LATIHAN TERTULIS A:
Jawab pertanyaan berikut berdasarkan potongan teks tentang Freeport:
(i) Di negara bagian mana Freeport-McMoRan Inc berbasis?
(ii) Siapa Menteri Energi dan Sumber Daya Mineral yang disebut namanya?
(iii) Peraturan apa yang memuat kebijakan divestasi saham hingga 51%?
LATIHAN TERTULIS B:
Ubah paragraf dalam potongan teks tentang Freeport yang diawali "Kebijakan ini termuat dalam" menjadi daftar poin singkat dengan tetap mempertahankan fakta utamanya.

POTONGAN TEKS:
Memang, garga saham Freeport-McMoRan Inc (NYSE: FCX) ini mengalami peningkatan pasca terpilihnya Donald Trump sebagai Presiden Amerika Serikat ke-45. Perusahaan yang berbasis di Arizona ini berhasil mengungguli SPDR S & P 500 ETF Trust (SPY) dan SPDR S & P Logam dan Pertambangan (ETF) (XME), yang mengalami peningkatan saham sebesar 6,8% dan 28,8%.
Satu hal yang membuat perkembangan dari pertambangan raksasa AS ini secara signifikan, karena Presiden AS Donald Trump menandatangani sebuah perintah eksekutif. Kebijakan tersebut berupa rencana belanja infrastruktur dalam hal meningkatkan ekonomi negara Amerika Serikat.
Meski Trump memberi peluang besar kepada pertambangan-pertambangan besar dunianya, unit usaha andalan Freeport-McMoRan Inc, PT Freeport Indonesia (PTFI) justru mengalami hal yang sebaliknya. Pertambangan raksasa di Indonesia ini justru tergunjang dan terjepit oleh kebijakan Presiden Joko Widodo.
Seperti diketahui, melalui Menteri Energi dan Sumber Daya Mineral (ESDM) Ignasius Jonan, pemerintah Indonesia meminta kepada PT Freeport Indonesia untuk menaati semua peraturan yang telah dikeluarkan. Salah satu kebijakan itu, yakni divestasi saham hingga 51%.
“Tidak ada pengecualian untuk divestasi, harus sampai 51%. Mau bangun smelter atau enggak bangun smelter, ya ada konsekuensinya,” tandas Jonan di awal Januari lalu.
Kebijakan ini termuat dalam Peraturan Pemerintah Nomor 1 Tahun 2017 tentang Pelaksanaan Kegiatan Usaha Mineral dan Batu Bara. Besaran saham itu meningkat dibanding aturan sebelumnya yang hanya 30% lantaran Freeport berinvestasi di tambang bawah tanah. Sedangkan dalam peraturan baru, kewajiban divestasi dipukul rata bagi semua penambang.

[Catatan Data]
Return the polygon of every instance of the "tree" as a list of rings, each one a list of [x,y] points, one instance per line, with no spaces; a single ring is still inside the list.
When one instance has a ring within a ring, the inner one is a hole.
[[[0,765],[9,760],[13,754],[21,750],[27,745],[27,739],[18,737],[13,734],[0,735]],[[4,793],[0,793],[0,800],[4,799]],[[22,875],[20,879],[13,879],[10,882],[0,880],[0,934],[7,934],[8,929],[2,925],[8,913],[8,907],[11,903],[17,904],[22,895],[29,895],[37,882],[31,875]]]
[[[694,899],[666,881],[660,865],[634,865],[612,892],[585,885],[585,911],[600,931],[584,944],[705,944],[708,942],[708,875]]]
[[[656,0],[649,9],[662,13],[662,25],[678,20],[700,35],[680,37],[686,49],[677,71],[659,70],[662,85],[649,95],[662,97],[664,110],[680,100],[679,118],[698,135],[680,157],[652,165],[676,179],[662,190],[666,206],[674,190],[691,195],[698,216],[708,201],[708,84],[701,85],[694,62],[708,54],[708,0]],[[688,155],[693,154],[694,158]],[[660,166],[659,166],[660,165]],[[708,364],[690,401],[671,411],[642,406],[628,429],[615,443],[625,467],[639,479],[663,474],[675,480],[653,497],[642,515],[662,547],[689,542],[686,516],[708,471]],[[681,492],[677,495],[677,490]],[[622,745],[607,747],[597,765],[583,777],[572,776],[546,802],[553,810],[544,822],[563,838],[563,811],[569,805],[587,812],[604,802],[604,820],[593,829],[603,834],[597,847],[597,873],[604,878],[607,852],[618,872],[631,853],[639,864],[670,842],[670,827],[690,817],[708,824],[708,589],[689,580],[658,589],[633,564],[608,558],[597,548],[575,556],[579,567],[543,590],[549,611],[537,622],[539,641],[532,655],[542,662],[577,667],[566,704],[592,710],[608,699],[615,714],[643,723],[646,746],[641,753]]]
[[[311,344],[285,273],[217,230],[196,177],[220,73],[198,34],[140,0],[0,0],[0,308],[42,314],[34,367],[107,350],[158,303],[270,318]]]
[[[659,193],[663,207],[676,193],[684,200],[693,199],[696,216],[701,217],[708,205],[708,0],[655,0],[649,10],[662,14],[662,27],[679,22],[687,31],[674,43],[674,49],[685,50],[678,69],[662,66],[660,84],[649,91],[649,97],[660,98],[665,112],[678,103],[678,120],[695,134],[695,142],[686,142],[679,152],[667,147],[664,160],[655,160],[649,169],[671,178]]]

JAWABAN BENAR A:
(i) Arizona.
(ii) Ignasius Jonan.
(iii) Peraturan Pemerintah Nomor 1 Tahun 2017 tentang Pelaksanaan Kegiatan Usaha Mineral dan Batu Bara.

JAWABAN BENAR B:
- Kebijakan divestasi tercantum dalam Peraturan Pemerintah Nomor 1 Tahun 2017 tentang Pelaksanaan Kegiatan Usaha Mineral dan Batu Bara.
- Besaran sahamnya naik dari aturan sebelumnya yang hanya 30%. Angka 30% itu berlaku karena Freeport berinvestasi di tambang bawah tanah.
- Dalam peraturan baru, kewajiban divestasi berlaku sama bagi semua penambang.